§ Exercise brief: Rewrite the part of the entries below that opens with the line containing "turret. Produce a bounding box for every instance." and closes with the line containing "[314,76,360,170]", replacing "red tower" with "brick tower" and keeping everything else the same. Return only that part.

══ Material provided

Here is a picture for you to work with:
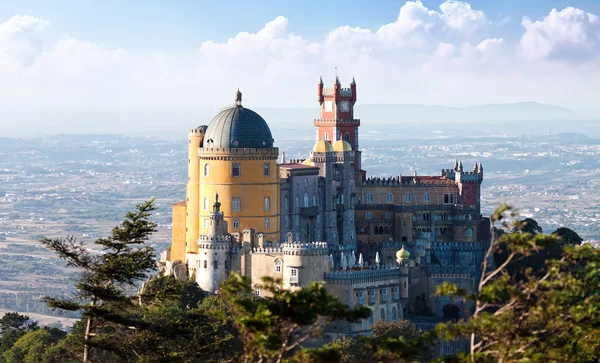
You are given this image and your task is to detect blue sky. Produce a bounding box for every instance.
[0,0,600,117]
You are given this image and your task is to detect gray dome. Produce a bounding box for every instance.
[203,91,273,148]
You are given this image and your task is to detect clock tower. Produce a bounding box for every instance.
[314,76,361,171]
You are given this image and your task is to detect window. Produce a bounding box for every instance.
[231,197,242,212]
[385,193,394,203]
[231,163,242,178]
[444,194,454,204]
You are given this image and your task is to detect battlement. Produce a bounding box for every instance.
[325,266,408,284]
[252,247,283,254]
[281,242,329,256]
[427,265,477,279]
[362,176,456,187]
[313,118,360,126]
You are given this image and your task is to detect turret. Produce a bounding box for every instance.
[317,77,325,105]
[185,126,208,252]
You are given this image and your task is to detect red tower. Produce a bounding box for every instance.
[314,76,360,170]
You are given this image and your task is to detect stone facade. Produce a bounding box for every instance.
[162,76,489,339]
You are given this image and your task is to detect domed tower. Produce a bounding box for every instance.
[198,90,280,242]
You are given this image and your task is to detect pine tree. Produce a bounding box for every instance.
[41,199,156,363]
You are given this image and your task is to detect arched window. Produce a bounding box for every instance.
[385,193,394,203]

════
══ Material provided

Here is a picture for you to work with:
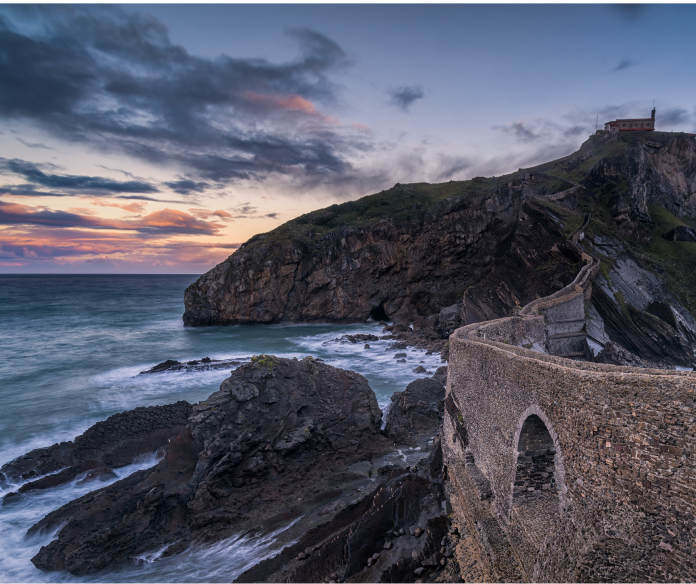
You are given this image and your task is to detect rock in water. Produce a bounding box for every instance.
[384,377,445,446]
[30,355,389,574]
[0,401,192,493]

════

§ Answer to the exercise:
You are given this image and your task is to detect turret. Produce a bounding box for every instance.
[317,77,325,105]
[185,126,208,252]
You are given this image and your task is to detect brick tower. Produce a bounding box for every instance.
[314,76,360,170]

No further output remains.